### EXERCISE GOAL
Write the next part of the review of Permafrost below, picking up right after its final sentence.
====== TEXT TO READ
There is a total lack of credibility to the time travel aspect and theory, which, while an intriguing idea, is not expounded upon at any length.
Which is a shame, because the author could have come at it from any number of angels and we could have still believed better than as it stands.
Had Permafrost been presented as such, we might be able to suspend our sense of disbelief better. But then again, only if the characters themselves had been believable. As it was, for me at least, I felt they were there more as an after thought. Permafrost seems to be more about the concept of time travel than an actual story about people involved in trying to time travel, especially as we are supposed to believe they are out to save the world. Though what from, other than—apparently—their own hubris, I don’t know.
Nothing is fully explained—whether that’s motivation, plot, or characters—nor is the concept of Permafrost’s time travel given more than a cursory explanation via a flimsy backstory. Then there is the whole ending which, quite honestly, left me laughing, and not in a pleasant way. It was ludicrous.
============
====== SUPPLIED DATA
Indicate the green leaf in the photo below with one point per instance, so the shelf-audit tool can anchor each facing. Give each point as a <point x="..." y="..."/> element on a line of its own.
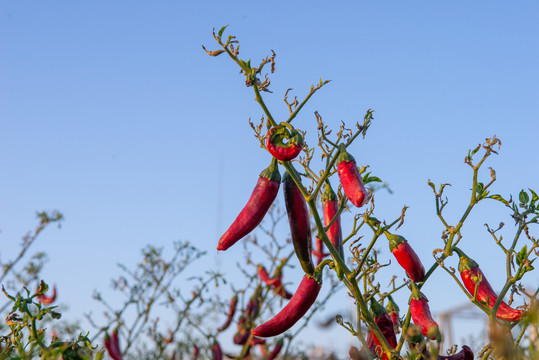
<point x="499" y="198"/>
<point x="523" y="197"/>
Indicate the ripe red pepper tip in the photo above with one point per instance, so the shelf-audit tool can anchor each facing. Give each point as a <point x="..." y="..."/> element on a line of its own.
<point x="44" y="299"/>
<point x="465" y="354"/>
<point x="253" y="212"/>
<point x="301" y="302"/>
<point x="406" y="256"/>
<point x="469" y="273"/>
<point x="350" y="178"/>
<point x="299" y="221"/>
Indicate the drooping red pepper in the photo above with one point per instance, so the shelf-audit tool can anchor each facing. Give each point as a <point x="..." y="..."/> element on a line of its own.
<point x="416" y="341"/>
<point x="242" y="334"/>
<point x="257" y="341"/>
<point x="382" y="319"/>
<point x="300" y="224"/>
<point x="112" y="344"/>
<point x="253" y="306"/>
<point x="274" y="282"/>
<point x="318" y="251"/>
<point x="231" y="312"/>
<point x="465" y="354"/>
<point x="216" y="351"/>
<point x="280" y="150"/>
<point x="420" y="311"/>
<point x="351" y="181"/>
<point x="393" y="311"/>
<point x="406" y="256"/>
<point x="470" y="271"/>
<point x="252" y="214"/>
<point x="48" y="299"/>
<point x="330" y="207"/>
<point x="356" y="354"/>
<point x="264" y="276"/>
<point x="301" y="302"/>
<point x="276" y="350"/>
============
### EXPECTED ANSWER
The story hinges on a set of parameters set up by the author, himself, about how the characters would time travel, and about the paradoxes that would be created up and down the timeline and then, ignores his own rules right at the end, without consequence.
Let me explain. The story hinges on the fact a character, Antti, is supposed to go back, find what everyone is looking for, then fly it to an exact location to be found in the book’s present with our main protagonist, Valentina. But … the main character destroys the experiment after being warned by Antti that they are creating a desolate future beyond their own present. So in destroying the experiment in her now, she stops Antti ever going back to begin with (still with me here?) so how is it, all this is ignored without time “grandfathering” up and down the time stream? Which would, of course, result in them all forgetting, and the item never arriving in the present in order to save the world, which it does?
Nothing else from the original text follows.